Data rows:
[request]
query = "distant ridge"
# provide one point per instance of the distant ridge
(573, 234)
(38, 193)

• [Exercise details]: Reproduce every row above character for character.

• [Correct result]:
[request]
query = "distant ridge"
# provide one point per instance of the distant ridge
(573, 234)
(38, 193)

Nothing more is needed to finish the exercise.